■ **HOW TO COMPLETE THIS TASK**
Your answer should be the records, restated word for word.

SUPPLIED DATA Block Start

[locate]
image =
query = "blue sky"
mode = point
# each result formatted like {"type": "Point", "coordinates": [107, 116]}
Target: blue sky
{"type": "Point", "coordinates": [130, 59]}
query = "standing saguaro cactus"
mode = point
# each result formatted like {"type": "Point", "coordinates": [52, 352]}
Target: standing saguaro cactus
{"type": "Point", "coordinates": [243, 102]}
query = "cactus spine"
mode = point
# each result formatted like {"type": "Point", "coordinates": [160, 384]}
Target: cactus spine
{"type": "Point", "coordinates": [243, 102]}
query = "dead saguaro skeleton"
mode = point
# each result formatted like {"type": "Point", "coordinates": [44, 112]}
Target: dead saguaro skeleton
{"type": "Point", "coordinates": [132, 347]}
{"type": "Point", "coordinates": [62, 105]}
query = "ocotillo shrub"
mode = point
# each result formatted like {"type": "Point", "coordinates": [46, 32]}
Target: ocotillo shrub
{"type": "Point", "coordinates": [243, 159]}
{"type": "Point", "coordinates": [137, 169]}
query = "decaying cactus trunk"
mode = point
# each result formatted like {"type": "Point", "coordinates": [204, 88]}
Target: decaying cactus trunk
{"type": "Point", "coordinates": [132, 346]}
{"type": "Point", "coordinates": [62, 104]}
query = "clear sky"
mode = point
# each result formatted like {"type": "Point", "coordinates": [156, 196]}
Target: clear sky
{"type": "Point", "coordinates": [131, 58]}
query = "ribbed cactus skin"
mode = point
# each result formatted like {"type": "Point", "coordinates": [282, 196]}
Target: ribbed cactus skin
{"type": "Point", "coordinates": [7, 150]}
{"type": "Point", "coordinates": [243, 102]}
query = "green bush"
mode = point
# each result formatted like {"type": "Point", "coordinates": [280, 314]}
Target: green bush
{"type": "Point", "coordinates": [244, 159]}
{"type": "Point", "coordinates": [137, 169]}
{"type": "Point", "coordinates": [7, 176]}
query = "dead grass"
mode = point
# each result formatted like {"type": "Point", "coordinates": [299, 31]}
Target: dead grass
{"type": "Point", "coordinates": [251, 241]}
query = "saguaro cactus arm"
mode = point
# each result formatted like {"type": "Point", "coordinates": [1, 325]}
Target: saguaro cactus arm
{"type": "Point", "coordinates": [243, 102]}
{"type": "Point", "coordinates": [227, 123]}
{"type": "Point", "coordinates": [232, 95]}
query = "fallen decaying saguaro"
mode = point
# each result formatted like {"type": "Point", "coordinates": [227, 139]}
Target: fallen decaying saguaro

SUPPLIED DATA Block End

■ **WRITTEN SOLUTION**
[locate]
image =
query = "blue sky"
mode = point
# each result formatted like {"type": "Point", "coordinates": [107, 116]}
Target: blue sky
{"type": "Point", "coordinates": [130, 59]}
query = "standing saguaro cactus"
mode = point
# each result formatted like {"type": "Point", "coordinates": [52, 352]}
Target: standing saguaro cactus
{"type": "Point", "coordinates": [243, 102]}
query = "cactus spine"
mode = point
# each result formatted like {"type": "Point", "coordinates": [160, 384]}
Target: cactus spine
{"type": "Point", "coordinates": [243, 102]}
query = "dead saguaro skeleton"
mode = point
# each result formatted like {"type": "Point", "coordinates": [44, 112]}
Target: dead saguaro skeleton
{"type": "Point", "coordinates": [132, 347]}
{"type": "Point", "coordinates": [62, 105]}
query = "ocotillo shrub"
mode = point
# each result formatted like {"type": "Point", "coordinates": [46, 32]}
Target: ocotillo shrub
{"type": "Point", "coordinates": [243, 159]}
{"type": "Point", "coordinates": [137, 169]}
query = "decaying cactus trunk"
mode = point
# each result formatted like {"type": "Point", "coordinates": [204, 88]}
Target: decaying cactus trunk
{"type": "Point", "coordinates": [132, 346]}
{"type": "Point", "coordinates": [62, 104]}
query = "clear sky"
mode = point
# each result formatted like {"type": "Point", "coordinates": [156, 196]}
Target: clear sky
{"type": "Point", "coordinates": [131, 58]}
query = "ribbed cactus skin"
mode = point
# each result formatted like {"type": "Point", "coordinates": [282, 196]}
Target: ribbed cactus skin
{"type": "Point", "coordinates": [7, 150]}
{"type": "Point", "coordinates": [243, 102]}
query = "green bush"
mode = point
# each result formatted like {"type": "Point", "coordinates": [280, 314]}
Target: green bush
{"type": "Point", "coordinates": [244, 159]}
{"type": "Point", "coordinates": [137, 169]}
{"type": "Point", "coordinates": [7, 176]}
query = "dead grass"
mode = point
# each result formatted like {"type": "Point", "coordinates": [299, 31]}
Target: dead grass
{"type": "Point", "coordinates": [251, 241]}
query = "saguaro cactus arm"
mode = point
# each result formatted like {"type": "Point", "coordinates": [1, 325]}
Target: saguaro cactus arm
{"type": "Point", "coordinates": [243, 102]}
{"type": "Point", "coordinates": [227, 123]}
{"type": "Point", "coordinates": [232, 95]}
query = "fallen decaying saguaro"
mode = point
# each result formatted like {"type": "Point", "coordinates": [227, 139]}
Target: fallen decaying saguaro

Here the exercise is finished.